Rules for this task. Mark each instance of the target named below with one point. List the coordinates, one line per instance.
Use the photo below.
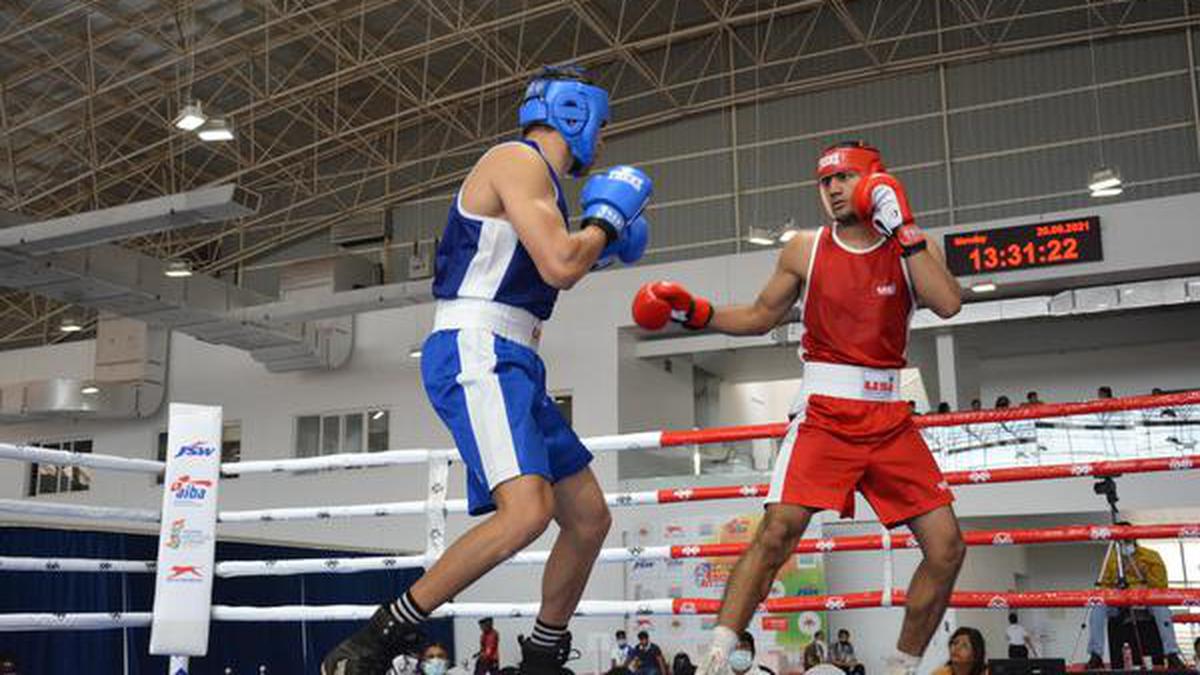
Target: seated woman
(969, 656)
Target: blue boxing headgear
(565, 101)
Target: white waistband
(851, 382)
(507, 321)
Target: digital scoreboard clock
(1024, 246)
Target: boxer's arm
(527, 195)
(777, 297)
(936, 287)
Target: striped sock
(546, 635)
(406, 610)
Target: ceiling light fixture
(70, 324)
(191, 118)
(178, 269)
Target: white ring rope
(64, 458)
(54, 509)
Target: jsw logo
(195, 451)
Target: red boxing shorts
(838, 444)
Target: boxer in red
(858, 281)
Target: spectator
(1019, 643)
(841, 653)
(436, 659)
(622, 652)
(682, 664)
(816, 652)
(1144, 568)
(489, 658)
(742, 658)
(969, 655)
(648, 657)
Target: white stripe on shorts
(485, 406)
(779, 476)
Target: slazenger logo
(197, 449)
(831, 160)
(879, 386)
(185, 573)
(186, 489)
(628, 175)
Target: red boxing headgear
(856, 156)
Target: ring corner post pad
(183, 599)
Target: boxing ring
(1158, 430)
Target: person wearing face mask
(969, 655)
(1144, 568)
(622, 652)
(742, 657)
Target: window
(52, 478)
(329, 434)
(231, 446)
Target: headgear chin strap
(847, 157)
(565, 101)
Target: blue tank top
(481, 257)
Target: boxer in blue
(505, 254)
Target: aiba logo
(196, 449)
(185, 573)
(189, 490)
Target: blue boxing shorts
(491, 393)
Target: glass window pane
(307, 436)
(330, 434)
(47, 479)
(377, 430)
(1173, 557)
(231, 442)
(352, 441)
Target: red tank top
(857, 304)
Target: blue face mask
(433, 667)
(741, 661)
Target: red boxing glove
(881, 199)
(659, 302)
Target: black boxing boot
(538, 659)
(372, 649)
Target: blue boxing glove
(615, 198)
(629, 246)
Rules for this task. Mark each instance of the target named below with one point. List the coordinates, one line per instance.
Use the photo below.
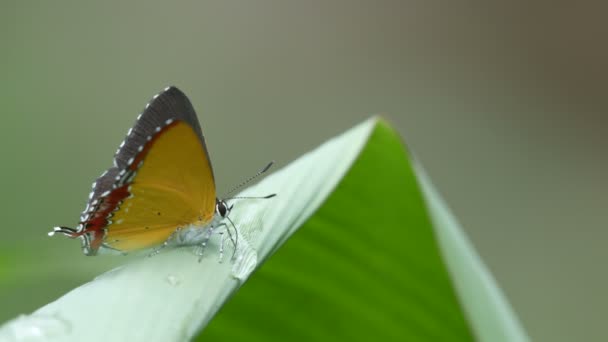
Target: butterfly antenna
(261, 172)
(236, 238)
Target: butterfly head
(221, 208)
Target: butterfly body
(161, 186)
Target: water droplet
(35, 327)
(173, 280)
(246, 261)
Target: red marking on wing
(98, 219)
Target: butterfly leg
(221, 258)
(165, 244)
(201, 248)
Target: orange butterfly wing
(172, 188)
(161, 180)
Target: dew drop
(246, 261)
(173, 280)
(35, 327)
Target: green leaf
(366, 262)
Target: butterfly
(161, 187)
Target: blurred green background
(504, 103)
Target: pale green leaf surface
(376, 255)
(170, 296)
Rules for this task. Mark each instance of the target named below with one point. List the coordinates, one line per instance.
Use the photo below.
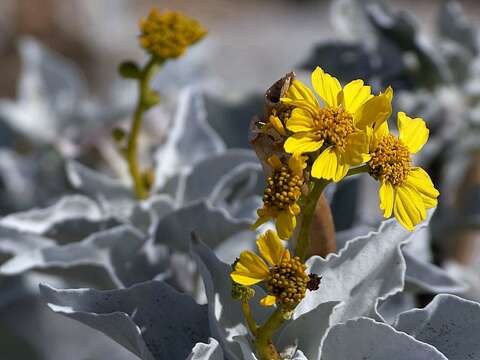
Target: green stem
(131, 152)
(303, 241)
(358, 170)
(247, 313)
(263, 342)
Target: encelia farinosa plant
(323, 136)
(308, 138)
(164, 36)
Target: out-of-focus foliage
(164, 296)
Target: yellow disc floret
(283, 189)
(288, 282)
(334, 125)
(390, 161)
(167, 35)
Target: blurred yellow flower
(282, 193)
(285, 276)
(167, 35)
(337, 128)
(405, 190)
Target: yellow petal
(250, 269)
(409, 208)
(355, 94)
(300, 121)
(421, 182)
(356, 149)
(375, 111)
(268, 300)
(270, 247)
(302, 143)
(300, 95)
(285, 224)
(326, 86)
(274, 162)
(386, 194)
(412, 132)
(328, 166)
(297, 163)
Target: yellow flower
(337, 128)
(285, 276)
(282, 193)
(405, 190)
(167, 35)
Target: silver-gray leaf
(150, 319)
(449, 323)
(365, 338)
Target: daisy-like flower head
(405, 190)
(285, 277)
(337, 128)
(167, 35)
(282, 193)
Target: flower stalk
(247, 313)
(266, 350)
(303, 241)
(146, 99)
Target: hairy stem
(247, 313)
(303, 241)
(263, 342)
(131, 152)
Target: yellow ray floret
(285, 277)
(405, 191)
(338, 128)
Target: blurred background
(60, 97)
(249, 45)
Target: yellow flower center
(283, 189)
(390, 161)
(168, 35)
(288, 282)
(333, 125)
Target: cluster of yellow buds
(167, 35)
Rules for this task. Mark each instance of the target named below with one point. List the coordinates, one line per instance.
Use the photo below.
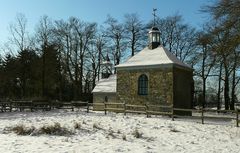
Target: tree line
(62, 58)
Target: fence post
(202, 116)
(172, 113)
(237, 113)
(124, 105)
(146, 109)
(105, 110)
(87, 107)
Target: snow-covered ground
(115, 133)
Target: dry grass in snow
(65, 131)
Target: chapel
(153, 76)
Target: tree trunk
(226, 86)
(219, 88)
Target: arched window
(143, 85)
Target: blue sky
(97, 10)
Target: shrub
(77, 125)
(124, 137)
(137, 134)
(22, 130)
(96, 126)
(55, 129)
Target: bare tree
(135, 33)
(19, 33)
(115, 32)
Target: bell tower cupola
(154, 34)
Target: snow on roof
(148, 57)
(106, 85)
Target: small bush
(77, 125)
(119, 132)
(124, 137)
(22, 130)
(110, 133)
(96, 126)
(55, 129)
(137, 134)
(174, 130)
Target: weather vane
(154, 16)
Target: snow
(159, 134)
(106, 85)
(157, 56)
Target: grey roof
(156, 57)
(106, 85)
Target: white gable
(106, 85)
(148, 57)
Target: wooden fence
(170, 111)
(120, 107)
(21, 105)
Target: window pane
(143, 85)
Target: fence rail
(121, 107)
(146, 109)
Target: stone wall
(160, 86)
(183, 88)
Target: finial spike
(154, 16)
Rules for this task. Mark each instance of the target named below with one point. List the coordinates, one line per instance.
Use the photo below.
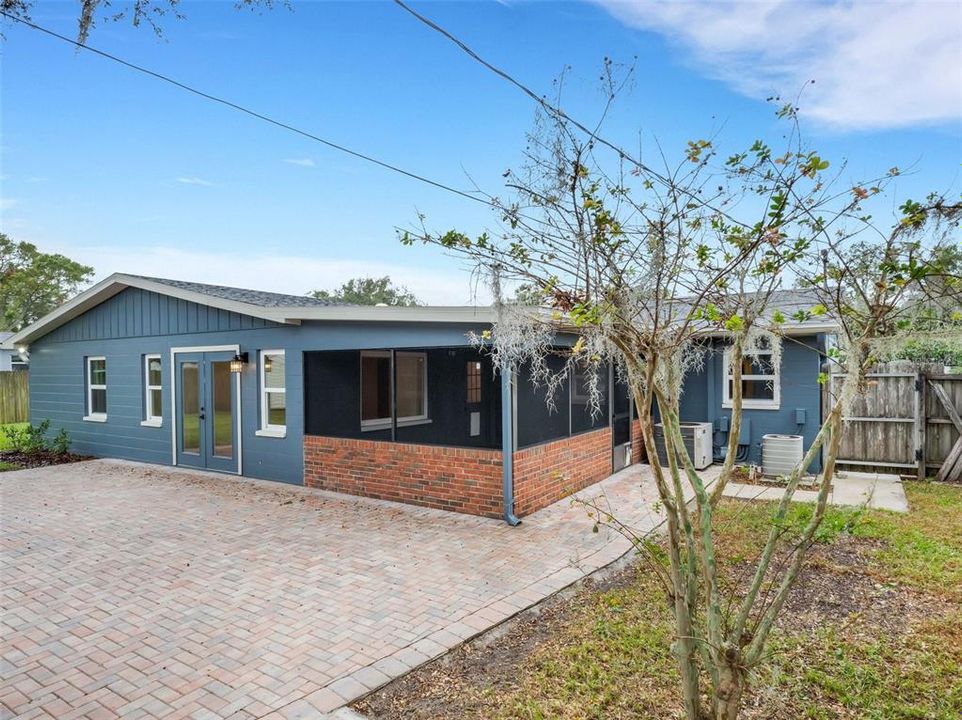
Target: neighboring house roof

··········

Please update the listing above by replacing "coordinates" with "positions" everywhere it occurs, leaving everything else unchanged. Omit the pictures from your answer.

— Solution for this problem —
Rules for this task. Mark each instance of the target named below with one point. List the positions, one line per instance.
Use the photo below.
Target: seated woman
(969, 656)
Target: blue boxing headgear
(565, 101)
Target: white waistband
(851, 382)
(507, 321)
Target: digital scoreboard clock
(1024, 246)
Target: boxer's arm
(527, 195)
(777, 297)
(936, 287)
Target: striped sock
(546, 635)
(406, 610)
Target: ceiling light fixture
(70, 324)
(191, 118)
(178, 269)
Target: white ring rope
(64, 458)
(54, 509)
Target: jsw logo
(195, 451)
Target: red boxing shorts
(838, 444)
Target: boxer in red
(858, 281)
Target: spectator
(1019, 643)
(841, 653)
(436, 659)
(622, 652)
(682, 664)
(816, 652)
(1144, 568)
(489, 658)
(742, 658)
(969, 655)
(648, 657)
Target: white stripe on shorts
(485, 406)
(779, 476)
Target: slazenger logo
(197, 449)
(831, 160)
(879, 386)
(185, 573)
(186, 489)
(628, 175)
Target: red boxing headgear
(856, 156)
Target: ring corner post pad
(183, 599)
Target: boxing ring
(1158, 430)
Target: person wearing face mask
(969, 655)
(1144, 568)
(622, 652)
(742, 657)
Target: window
(52, 478)
(329, 434)
(231, 446)
Target: headgear chin strap
(847, 157)
(565, 101)
Target: blue tank top
(481, 257)
Target: boxer in blue
(505, 254)
Target: aiba logo
(196, 449)
(185, 573)
(189, 490)
Target: blue boxing shorts
(491, 393)
Target: glass window pane
(307, 436)
(330, 434)
(47, 479)
(377, 430)
(1173, 557)
(231, 442)
(352, 441)
Target: red tank top
(857, 304)
Target: blue face mask
(433, 667)
(741, 661)
Target: red boxing glove
(881, 199)
(659, 302)
Target: black boxing boot
(538, 659)
(372, 649)
Target: blue boxing glove
(615, 198)
(629, 246)
Rules for this task. Mark each instance of the target named below with one point. List the positions, one line per instance.
Use the photo below.
Target: butterfly antenna
(261, 172)
(236, 238)
Target: butterfly head
(221, 208)
Target: butterfly body
(161, 186)
Target: water droplet
(35, 327)
(173, 280)
(246, 261)
Target: red marking on wing
(98, 219)
Target: butterfly leg
(221, 258)
(165, 244)
(201, 248)
Target: orange butterfly wing
(172, 188)
(161, 180)
Target: dew drop
(246, 261)
(173, 280)
(35, 327)
Target: green leaf
(366, 262)
Target: butterfly
(161, 187)
Target: blurred green background
(504, 103)
Target: pale green leaf surface
(376, 255)
(170, 296)
Rules for this task. Mark each instance of the target named below with one point. List the positions, one line per instance.
Use the photo below.
Target: green stem
(131, 152)
(303, 241)
(358, 170)
(247, 313)
(263, 342)
Target: encelia farinosa plant
(323, 136)
(308, 138)
(164, 36)
Target: out-of-focus foliage
(164, 296)
Target: yellow disc floret
(283, 189)
(288, 282)
(334, 125)
(390, 161)
(167, 35)
Target: blurred yellow flower
(282, 193)
(285, 276)
(167, 35)
(337, 128)
(405, 190)
Target: yellow petal
(250, 269)
(409, 208)
(355, 94)
(300, 121)
(421, 182)
(356, 149)
(375, 111)
(268, 300)
(270, 247)
(302, 143)
(300, 95)
(285, 224)
(326, 86)
(274, 162)
(386, 194)
(412, 132)
(328, 166)
(297, 163)
Target: yellow flower
(337, 128)
(285, 276)
(282, 193)
(405, 190)
(167, 35)
Target: silver-gray leaf
(150, 319)
(449, 323)
(365, 338)
Target: daisy-like flower head
(405, 190)
(285, 277)
(337, 128)
(167, 35)
(282, 193)
Target: flower stalk
(247, 313)
(266, 350)
(303, 241)
(146, 99)
Target: hairy stem
(247, 313)
(303, 241)
(263, 342)
(131, 152)
Target: yellow ray floret
(285, 277)
(405, 191)
(338, 128)
Target: blurred background
(60, 97)
(249, 45)
Target: yellow flower center
(283, 189)
(390, 161)
(168, 35)
(288, 282)
(333, 125)
Target: cluster of yellow buds
(167, 35)
Rules for this task. Mark each instance of the target named below with one point. List the positions, one line per instance.
Use the photo below.
Target: tree line
(62, 58)
Target: fence post
(202, 116)
(172, 113)
(237, 113)
(124, 105)
(146, 109)
(105, 110)
(87, 107)
Target: snow-covered ground
(115, 133)
Target: dry grass in snow
(65, 131)
Target: chapel
(153, 76)
Target: tree trunk
(226, 86)
(219, 88)
Target: arched window
(143, 85)
Target: blue sky
(97, 10)
Target: shrub
(77, 125)
(124, 137)
(137, 134)
(22, 130)
(96, 126)
(55, 129)
Target: bare tree
(135, 33)
(19, 33)
(115, 32)
Target: bell tower cupola
(154, 34)
Target: snow on roof
(148, 57)
(106, 85)
Target: small bush
(77, 125)
(119, 132)
(124, 137)
(22, 130)
(110, 133)
(96, 126)
(55, 129)
(137, 134)
(174, 130)
Target: weather vane
(154, 16)
Target: snow
(159, 134)
(106, 85)
(157, 56)
Target: grey roof
(156, 57)
(106, 85)
Target: white gable
(106, 85)
(148, 57)
Target: wooden fence
(170, 111)
(120, 107)
(21, 105)
Target: window pane
(143, 85)
Target: fence rail
(121, 107)
(146, 109)
Target: stone wall
(160, 86)
(183, 88)
Target: finial spike
(154, 16)
Rules for this task. Mark each instance of the target named below with one point. List the positions, one line per instance.
Use the photo below.
Target: neighboring house roof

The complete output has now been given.